[EXCERPT start]
In addition to the various regulatory approvals, the merger agreement is subject to a number of other conditions that must be fulfilled in order to complete the merger. Those conditions include, but are not limited to: approval of the merger agreement by Resurgens shareholders, absence of orders prohibiting completion of the merger, and other customary items. The conditions to the closing of the merger may not be fulfilled in a timely manner or at all, and, accordingly, the merger may not be completed. In addition, the parties can mutually decide to terminate the merger agreement at any time, before or after shareholder approval, or the Company or Resurgens may elect to terminate the merger agreement in certain other circumstances, subject to costs set forth in the merger agreement.
[EXCERPT end]
[MATERIAL SUPPLIED start]
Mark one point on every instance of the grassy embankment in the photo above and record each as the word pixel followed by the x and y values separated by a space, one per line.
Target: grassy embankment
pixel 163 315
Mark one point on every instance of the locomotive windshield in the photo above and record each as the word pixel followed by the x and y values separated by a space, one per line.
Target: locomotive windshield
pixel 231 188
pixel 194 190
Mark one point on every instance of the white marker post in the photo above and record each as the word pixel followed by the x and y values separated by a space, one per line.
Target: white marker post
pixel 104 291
[MATERIAL SUPPLIED end]
[MATERIAL SUPPLIED start]
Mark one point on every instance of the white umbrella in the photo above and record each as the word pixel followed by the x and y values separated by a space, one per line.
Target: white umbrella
[MATERIAL SUPPLIED end]
## WRITTEN EXERCISE 1
Reproduce the merger passage word for word from "In addition to" to "the merger agreement.".
## WRITTEN EXERCISE 2
In the merger passage, list the conditions that follow the words "Those conditions include, but are not limited to".
## WRITTEN EXERCISE 3
Continue the merger passage from where it ends.

## FINAL RESULT 1
In addition to the various regulatory approvals, the merger agreement is subject to a number of other conditions that must be fulfilled in order to complete the merger. Those conditions include, but are not limited to: approval of the merger agreement by Resurgens shareholders, absence of orders prohibiting completion of the merger, and other customary items. The conditions to the closing of the merger may not be fulfilled in a timely manner or at all, and, accordingly, the merger may not be completed. In addition, the parties can mutually decide to terminate the merger agreement at any time, before or after shareholder approval, or the Company or Resurgens may elect to terminate the merger agreement in certain other circumstances, subject to costs set forth in the merger agreement.

## FINAL RESULT 2
- approval of the merger agreement by Resurgens shareholders
- absence of orders prohibiting completion of the merger
- other customary items

## FINAL RESULT 3
We may fail to realize the anticipated benefits of the merger with Resurgens
The Company and Resurgens have operated and, until the completion of the merger, will continue to operate, independently. The success of the merger, including anticipated benefits and cost savings, will depend on, among other things, our ability to combine the businesses of the Company and Resurgens in a timely manner that permits growth opportunities, including, among other things, enhanced revenues and revenue synergies, an expanded market reach and operating efficiencies, and that does not materially disrupt the existing customer relationships of the Company or Resurgens nor result in decreased revenues due to loss of customers. If we are not able to successfully achieve these objectives, the anticipated benefits of the merger may not be realized fully or at all, or may take longer to realize than expected. Failure to achieve these anticipated benefits could result in increased costs, decreases in the amount of expected revenues and diversion of management's time and energy and could have an adverse effect on the surviving corporation's business, financial condition, operating results and prospects. In addition, it is possible that the integration process could result in the disruption of our ongoing businesses or cause inconsistencies in standards, controls, procedures and policies that adversely affect our ability to maintain relationships with customers and employees or to achieve the anticipated benefits of the merger.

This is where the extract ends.